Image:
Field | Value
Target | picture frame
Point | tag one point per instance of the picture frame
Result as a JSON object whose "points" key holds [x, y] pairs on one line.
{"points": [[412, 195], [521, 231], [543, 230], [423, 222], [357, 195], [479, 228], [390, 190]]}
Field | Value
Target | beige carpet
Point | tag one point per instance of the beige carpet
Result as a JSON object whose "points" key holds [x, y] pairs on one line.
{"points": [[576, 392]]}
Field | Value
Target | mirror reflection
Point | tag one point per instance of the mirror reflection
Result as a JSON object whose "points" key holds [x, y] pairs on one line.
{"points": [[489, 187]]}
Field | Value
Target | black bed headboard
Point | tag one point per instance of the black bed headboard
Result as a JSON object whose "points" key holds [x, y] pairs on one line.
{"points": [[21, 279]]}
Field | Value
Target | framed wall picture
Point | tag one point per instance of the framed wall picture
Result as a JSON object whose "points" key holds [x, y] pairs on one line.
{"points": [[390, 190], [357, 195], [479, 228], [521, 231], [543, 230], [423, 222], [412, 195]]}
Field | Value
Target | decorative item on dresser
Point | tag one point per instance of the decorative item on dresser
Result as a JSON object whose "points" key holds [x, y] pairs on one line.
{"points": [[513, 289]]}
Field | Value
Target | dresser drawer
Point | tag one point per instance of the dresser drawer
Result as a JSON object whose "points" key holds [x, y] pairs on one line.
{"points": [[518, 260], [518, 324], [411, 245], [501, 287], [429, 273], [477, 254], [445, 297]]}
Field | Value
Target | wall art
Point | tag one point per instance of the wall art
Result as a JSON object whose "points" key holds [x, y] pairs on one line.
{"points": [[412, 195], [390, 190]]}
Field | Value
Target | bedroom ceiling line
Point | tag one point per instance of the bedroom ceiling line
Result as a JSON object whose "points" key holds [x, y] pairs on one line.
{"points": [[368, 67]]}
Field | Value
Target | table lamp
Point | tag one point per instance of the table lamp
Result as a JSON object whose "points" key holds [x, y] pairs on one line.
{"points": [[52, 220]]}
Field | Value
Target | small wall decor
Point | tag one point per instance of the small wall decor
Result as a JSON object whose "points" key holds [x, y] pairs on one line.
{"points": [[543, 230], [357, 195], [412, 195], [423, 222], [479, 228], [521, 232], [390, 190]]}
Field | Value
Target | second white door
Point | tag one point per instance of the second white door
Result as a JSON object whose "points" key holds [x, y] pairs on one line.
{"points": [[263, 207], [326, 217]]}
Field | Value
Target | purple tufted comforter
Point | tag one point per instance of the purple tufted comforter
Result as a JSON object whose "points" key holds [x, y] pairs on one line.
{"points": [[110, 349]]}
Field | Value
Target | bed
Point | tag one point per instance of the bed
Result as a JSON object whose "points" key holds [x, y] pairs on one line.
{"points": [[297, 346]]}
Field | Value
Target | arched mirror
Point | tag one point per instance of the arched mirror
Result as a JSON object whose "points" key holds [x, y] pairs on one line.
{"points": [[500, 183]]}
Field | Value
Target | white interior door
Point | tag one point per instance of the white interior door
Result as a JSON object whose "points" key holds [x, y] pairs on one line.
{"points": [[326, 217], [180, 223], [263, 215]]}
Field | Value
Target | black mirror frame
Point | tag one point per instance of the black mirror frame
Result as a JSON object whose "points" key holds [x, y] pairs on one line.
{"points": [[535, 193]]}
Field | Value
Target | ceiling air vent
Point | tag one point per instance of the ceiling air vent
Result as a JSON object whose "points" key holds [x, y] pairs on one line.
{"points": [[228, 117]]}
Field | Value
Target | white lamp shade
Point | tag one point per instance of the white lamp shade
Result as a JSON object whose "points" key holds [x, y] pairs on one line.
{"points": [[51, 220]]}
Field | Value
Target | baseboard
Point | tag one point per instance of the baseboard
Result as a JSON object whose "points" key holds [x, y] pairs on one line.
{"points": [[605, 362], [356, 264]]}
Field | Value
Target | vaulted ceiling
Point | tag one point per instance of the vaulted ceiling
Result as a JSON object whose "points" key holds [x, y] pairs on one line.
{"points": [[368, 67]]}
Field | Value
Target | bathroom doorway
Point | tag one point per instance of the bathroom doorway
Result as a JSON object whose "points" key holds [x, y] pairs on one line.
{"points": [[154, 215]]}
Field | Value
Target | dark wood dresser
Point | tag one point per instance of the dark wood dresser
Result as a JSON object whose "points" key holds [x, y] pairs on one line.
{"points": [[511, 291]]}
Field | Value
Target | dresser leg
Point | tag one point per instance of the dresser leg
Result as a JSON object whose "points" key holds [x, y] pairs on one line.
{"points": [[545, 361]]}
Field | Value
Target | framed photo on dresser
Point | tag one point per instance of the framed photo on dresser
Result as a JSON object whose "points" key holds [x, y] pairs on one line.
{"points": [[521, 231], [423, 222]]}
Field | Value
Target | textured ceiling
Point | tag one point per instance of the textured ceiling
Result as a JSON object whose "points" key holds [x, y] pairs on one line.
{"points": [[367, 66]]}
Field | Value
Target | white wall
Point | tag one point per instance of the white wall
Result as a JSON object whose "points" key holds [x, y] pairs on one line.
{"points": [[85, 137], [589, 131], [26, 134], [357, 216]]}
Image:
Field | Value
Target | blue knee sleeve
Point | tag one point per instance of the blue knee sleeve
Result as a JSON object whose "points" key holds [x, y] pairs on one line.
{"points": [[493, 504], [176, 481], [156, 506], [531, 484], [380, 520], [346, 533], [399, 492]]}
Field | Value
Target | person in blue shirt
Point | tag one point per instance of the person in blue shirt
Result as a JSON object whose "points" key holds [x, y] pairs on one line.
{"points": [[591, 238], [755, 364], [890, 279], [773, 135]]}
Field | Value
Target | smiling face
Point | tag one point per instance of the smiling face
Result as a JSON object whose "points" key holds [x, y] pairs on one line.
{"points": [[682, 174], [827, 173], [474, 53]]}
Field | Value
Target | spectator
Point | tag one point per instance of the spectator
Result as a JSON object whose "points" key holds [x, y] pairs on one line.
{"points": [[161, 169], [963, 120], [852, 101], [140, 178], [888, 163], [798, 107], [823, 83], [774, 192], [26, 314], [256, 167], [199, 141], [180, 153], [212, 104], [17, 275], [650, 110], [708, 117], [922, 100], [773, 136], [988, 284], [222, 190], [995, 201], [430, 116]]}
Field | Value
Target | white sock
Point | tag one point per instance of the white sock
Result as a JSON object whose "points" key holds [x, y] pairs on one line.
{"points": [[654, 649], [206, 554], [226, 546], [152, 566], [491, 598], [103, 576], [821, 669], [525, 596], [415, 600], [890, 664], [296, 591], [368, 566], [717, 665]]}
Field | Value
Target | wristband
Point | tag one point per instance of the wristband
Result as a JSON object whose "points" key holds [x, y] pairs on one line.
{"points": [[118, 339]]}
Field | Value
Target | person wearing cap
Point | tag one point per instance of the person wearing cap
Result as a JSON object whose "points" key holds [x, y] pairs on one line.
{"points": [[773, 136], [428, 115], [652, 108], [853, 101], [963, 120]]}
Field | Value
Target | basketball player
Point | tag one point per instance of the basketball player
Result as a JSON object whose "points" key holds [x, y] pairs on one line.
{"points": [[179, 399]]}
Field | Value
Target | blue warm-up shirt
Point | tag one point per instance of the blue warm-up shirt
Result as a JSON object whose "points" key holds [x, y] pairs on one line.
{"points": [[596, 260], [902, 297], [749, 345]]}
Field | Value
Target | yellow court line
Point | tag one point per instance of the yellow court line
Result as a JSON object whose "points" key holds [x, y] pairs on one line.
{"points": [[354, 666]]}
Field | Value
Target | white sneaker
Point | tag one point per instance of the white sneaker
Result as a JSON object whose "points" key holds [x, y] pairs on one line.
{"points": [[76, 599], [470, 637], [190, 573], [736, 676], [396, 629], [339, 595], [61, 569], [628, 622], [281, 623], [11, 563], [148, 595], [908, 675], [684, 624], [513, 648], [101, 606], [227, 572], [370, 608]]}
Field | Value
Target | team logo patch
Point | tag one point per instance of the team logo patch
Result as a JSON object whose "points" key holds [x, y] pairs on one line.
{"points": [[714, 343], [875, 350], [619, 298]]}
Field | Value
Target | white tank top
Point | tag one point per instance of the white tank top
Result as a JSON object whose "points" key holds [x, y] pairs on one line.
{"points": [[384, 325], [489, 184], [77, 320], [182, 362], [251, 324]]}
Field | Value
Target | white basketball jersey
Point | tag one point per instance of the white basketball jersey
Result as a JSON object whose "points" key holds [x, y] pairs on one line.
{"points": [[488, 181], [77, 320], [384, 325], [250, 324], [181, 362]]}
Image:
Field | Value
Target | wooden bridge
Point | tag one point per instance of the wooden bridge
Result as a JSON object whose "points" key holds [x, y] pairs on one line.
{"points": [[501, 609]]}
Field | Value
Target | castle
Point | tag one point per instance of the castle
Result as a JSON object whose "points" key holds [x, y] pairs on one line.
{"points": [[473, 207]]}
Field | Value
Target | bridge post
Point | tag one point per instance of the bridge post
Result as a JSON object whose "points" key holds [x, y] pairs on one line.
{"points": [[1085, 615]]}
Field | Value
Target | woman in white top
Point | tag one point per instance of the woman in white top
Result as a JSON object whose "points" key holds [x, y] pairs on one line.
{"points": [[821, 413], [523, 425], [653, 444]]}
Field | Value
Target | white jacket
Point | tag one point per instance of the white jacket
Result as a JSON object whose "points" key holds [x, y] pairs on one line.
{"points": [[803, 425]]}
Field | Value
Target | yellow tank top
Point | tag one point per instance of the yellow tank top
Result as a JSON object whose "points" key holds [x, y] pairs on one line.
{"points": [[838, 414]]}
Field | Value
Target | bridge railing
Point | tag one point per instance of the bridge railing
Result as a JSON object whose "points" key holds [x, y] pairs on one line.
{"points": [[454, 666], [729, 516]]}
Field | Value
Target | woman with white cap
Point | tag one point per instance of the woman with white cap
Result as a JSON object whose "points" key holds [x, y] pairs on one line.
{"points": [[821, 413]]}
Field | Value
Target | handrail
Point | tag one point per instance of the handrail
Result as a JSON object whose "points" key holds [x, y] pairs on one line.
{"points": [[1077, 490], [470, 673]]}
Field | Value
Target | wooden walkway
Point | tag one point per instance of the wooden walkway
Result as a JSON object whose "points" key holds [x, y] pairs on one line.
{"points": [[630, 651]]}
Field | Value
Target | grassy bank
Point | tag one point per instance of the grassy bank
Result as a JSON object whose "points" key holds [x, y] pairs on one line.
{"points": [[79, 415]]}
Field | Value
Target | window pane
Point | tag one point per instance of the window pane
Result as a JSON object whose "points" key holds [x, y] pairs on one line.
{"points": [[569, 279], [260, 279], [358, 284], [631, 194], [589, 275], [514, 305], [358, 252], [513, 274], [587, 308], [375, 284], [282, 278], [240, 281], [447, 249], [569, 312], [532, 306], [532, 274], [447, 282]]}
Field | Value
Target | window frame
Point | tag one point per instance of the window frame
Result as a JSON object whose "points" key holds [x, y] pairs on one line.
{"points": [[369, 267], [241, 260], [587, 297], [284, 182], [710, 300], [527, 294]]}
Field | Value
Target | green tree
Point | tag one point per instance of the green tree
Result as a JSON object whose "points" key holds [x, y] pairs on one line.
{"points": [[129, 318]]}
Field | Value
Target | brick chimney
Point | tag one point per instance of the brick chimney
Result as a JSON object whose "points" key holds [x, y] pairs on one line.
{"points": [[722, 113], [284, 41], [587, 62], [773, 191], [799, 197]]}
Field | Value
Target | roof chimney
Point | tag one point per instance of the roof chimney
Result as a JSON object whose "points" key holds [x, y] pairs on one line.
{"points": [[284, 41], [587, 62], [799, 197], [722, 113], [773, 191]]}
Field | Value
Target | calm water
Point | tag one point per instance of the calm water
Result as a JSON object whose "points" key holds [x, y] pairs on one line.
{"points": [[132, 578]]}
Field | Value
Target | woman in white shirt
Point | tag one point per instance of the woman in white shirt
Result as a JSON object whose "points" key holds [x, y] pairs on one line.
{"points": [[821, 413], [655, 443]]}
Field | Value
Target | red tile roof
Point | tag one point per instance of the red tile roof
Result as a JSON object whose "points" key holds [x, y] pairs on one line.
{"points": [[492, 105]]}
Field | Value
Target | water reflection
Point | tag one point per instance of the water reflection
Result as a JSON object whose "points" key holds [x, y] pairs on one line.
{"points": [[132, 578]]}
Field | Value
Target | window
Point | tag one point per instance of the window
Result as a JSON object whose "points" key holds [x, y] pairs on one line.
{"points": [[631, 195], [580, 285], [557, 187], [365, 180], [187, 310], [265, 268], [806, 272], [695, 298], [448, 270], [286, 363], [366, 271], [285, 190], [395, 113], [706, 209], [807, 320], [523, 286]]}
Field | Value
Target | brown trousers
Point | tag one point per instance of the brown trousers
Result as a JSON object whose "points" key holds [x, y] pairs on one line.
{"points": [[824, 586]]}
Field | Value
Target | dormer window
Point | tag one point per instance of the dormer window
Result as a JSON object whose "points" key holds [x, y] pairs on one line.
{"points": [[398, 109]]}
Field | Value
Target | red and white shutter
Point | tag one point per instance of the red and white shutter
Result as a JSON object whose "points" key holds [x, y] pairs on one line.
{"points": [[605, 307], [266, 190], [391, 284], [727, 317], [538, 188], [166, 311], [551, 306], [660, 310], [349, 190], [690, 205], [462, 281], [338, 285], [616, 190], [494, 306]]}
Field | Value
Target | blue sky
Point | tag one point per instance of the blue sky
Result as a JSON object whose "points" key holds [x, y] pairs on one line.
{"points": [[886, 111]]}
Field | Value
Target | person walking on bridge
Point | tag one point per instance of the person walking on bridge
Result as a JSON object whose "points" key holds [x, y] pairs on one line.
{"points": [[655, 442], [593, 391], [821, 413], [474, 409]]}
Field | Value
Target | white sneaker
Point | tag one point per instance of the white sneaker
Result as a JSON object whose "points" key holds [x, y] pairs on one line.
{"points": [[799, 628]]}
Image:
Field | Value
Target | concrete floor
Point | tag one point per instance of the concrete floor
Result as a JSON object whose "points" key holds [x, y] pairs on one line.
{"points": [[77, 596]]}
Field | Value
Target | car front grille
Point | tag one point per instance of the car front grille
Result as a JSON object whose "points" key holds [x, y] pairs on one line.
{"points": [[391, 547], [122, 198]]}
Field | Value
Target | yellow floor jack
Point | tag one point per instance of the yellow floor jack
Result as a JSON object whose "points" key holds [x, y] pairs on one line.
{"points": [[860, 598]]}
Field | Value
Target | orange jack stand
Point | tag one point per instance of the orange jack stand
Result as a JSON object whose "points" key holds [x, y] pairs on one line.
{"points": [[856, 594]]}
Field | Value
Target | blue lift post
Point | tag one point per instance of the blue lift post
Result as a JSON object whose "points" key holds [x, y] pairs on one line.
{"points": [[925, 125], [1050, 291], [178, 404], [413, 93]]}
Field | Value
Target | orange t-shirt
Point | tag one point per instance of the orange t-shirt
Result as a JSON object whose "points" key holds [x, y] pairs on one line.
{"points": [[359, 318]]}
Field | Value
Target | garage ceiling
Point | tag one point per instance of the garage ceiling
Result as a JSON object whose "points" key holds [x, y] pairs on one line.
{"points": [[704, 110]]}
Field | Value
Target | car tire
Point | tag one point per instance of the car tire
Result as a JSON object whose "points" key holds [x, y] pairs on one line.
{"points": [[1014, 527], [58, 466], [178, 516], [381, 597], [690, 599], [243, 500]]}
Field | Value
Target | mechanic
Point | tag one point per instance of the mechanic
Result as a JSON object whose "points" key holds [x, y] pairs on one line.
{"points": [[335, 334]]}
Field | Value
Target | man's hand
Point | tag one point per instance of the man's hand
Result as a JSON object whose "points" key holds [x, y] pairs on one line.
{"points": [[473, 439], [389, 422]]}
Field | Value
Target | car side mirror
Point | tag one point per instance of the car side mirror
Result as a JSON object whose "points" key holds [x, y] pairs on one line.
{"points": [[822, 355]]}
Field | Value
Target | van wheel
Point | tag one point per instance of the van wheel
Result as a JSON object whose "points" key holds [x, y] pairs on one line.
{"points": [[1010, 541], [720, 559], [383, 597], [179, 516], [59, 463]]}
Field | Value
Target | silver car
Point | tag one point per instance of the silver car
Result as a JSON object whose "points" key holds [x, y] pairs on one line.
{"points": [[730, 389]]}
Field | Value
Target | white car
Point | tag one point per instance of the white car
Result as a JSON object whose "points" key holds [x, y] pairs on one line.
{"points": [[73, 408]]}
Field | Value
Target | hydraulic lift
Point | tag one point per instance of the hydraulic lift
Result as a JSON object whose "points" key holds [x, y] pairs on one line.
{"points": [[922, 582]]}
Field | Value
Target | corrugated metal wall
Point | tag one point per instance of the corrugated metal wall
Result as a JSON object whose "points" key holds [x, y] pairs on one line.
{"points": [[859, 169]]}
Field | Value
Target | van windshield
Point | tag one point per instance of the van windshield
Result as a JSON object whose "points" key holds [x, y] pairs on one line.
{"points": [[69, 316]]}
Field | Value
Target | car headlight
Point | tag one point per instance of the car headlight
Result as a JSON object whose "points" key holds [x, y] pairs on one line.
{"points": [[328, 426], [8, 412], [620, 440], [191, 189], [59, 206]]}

## Short task
Please pick out every line of the records that contains the word "jersey", and copy each one as it stands.

## The response
Target | white basketball jersey
Point | tag one point per instance of the white basketball jersey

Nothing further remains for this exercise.